# START OF Extract to read

And those who have watched her work — in private practice, in the Hennepin County Attorney's office, then on the county's juvenile court bench and as a district court judge — said there's no one better to preside over the case. She metes out compassion and punishment evenhandedly, while following the letter of the law.
"She doesn't mind being controversial. It doesn't bother her to be somebody who says things that may not be something that everybody thinks," said Ann DeGroot, executive director of the Minneapolis Youth Coordinating Board, where they worked together several years ago. "She really can get at the core of something, and if it isn't popular she doesn't mind that."
The Noor trial, which is entering its fourth week, has not been without controversy. Quaintance ignited some of the controversy with her early decisions to restrict access to her 37-seat courtroom to the public and then to block the public from seeing the videotape of Ruszczyk dying in the alley.
She said she wanted to protect Ruszczyk's privacy.
"This is an issue of the right of the victim not having her bare breast exposed to strangers." Responders removed part of her clothing in their life-saving attempts. "I don't know who would want to watch it," Quaintance said, other than someone who wanted to see "snuff films."
After a coalition of eight media groups — including MPR News — objected, challenging her on First Amendment grounds, she changed her mind. It was classic Quaintance.
"I think that kind of captures her," said Bob Small, a retired judge who worked with Quaintance. "I thought that she was pretty gosh darn honest when she said, 'Look, this is what the law is and I've got to follow the law, whether I agree with it or not."
Through a spokesperson, Quaintance declined MPR News' interview request, citing the ongoing trial.

# END OF Extract to read
# START OF Entries supplied

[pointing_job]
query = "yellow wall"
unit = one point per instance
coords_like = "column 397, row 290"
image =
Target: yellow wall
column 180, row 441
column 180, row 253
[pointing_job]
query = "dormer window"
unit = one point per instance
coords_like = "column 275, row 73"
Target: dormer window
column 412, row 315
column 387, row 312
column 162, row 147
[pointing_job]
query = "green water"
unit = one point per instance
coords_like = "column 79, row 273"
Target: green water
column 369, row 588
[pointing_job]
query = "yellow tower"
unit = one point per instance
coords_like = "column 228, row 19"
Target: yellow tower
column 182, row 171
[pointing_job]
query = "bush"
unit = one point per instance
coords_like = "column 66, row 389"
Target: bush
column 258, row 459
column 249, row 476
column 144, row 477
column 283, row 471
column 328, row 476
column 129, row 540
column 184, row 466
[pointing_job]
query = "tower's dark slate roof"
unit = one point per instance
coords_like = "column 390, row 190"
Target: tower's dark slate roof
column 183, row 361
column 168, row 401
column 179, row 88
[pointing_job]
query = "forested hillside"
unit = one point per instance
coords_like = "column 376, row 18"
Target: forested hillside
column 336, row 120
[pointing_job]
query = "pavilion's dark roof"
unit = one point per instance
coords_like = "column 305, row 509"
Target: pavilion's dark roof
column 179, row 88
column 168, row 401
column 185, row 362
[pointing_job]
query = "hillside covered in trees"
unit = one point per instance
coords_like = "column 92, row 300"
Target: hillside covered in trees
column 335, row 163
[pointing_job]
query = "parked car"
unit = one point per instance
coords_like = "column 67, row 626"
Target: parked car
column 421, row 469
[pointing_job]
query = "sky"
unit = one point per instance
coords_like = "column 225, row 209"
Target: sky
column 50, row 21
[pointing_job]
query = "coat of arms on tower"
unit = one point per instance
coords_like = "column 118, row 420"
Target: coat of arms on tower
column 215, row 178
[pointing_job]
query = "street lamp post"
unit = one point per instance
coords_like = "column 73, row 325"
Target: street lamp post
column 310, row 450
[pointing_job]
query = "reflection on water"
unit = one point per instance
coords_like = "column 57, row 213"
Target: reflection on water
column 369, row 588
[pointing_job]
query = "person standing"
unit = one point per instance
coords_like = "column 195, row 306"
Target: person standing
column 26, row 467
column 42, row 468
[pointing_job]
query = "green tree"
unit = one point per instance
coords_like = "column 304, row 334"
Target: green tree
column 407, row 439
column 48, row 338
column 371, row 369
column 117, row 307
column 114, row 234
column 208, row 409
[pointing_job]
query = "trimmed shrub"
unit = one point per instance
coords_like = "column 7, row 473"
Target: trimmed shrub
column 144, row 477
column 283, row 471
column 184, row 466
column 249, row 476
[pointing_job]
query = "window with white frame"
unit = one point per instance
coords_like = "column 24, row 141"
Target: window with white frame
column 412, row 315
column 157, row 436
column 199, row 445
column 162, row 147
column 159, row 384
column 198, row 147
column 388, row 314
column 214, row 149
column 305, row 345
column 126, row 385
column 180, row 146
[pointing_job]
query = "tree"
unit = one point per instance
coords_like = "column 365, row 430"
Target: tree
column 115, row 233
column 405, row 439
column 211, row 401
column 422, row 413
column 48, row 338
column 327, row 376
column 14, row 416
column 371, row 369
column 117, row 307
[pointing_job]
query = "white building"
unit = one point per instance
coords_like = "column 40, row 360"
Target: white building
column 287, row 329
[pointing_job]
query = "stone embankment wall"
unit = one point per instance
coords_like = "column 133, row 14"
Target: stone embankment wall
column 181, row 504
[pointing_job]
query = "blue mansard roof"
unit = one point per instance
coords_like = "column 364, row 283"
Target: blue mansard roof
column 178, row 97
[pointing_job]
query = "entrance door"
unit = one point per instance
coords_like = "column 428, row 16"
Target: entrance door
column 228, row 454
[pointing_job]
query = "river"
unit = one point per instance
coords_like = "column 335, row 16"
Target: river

# END OF Entries supplied

= Problem set =
**1.** Retype the part of the article about Judge Quaintance that opens with the words containing "After a coalition" and closes with "the ongoing trial.".
**2.** Extend the article about Judge Quaintance, picking up from where it stops.
The records were taken from a separate source.

= The responses =
**1.**
After a coalition of eight media groups — including MPR News — objected, challenging her on First Amendment grounds, she changed her mind. It was classic Quaintance.
"I think that kind of captures her," said Bob Small, a retired judge who worked with Quaintance. "I thought that she was pretty gosh darn honest when she said, 'Look, this is what the law is and I've got to follow the law, whether I agree with it or not."
Through a spokesperson, Quaintance declined MPR News' interview request, citing the ongoing trial.

**2.**
From the stage to the courtroom
Quaintance wasn't initially called to the law. She was an actor in high school and college and pursued a career in theater after graduation from college, according to a post on her Facebook page.
Even after she began her legal career, Quaintance appeared on stage. She acted in three Theatre in the Round Players productions in the 1990s.
She eventually entered law school at Rutgers University in New Jersey. After graduating in 1986, Quaintance moved to the Twin Cities to join the high-profile firm Robins, Kaplan, Miller and Ciresi.
Four years later, Quaintance left private practice and joined the criminal trials division in the Hennepin County Attorney's Office. She worked her way up in the prosecutor's office, becoming senior attorney in the domestic violence unit in 1996. Three years later, then newly elected Hennepin County Attorney Amy Klobuchar appointed her to manage the office's criminal cases.
"She became a respected violent crime prosecutor, managed a trial team, and prosecuted scores of murder and sex-crimes cases. Also, she knew all of the personalities in the office," Klobuchar wrote in her book "The Senator Next Door."
Klobuchar, who now serves as a Democratic U.S. senator, called Quaintance a "longtime friend" in her book. Klobuchar and Quaintance also met regularly to discuss how to charge cases, according to Klobuchar's book.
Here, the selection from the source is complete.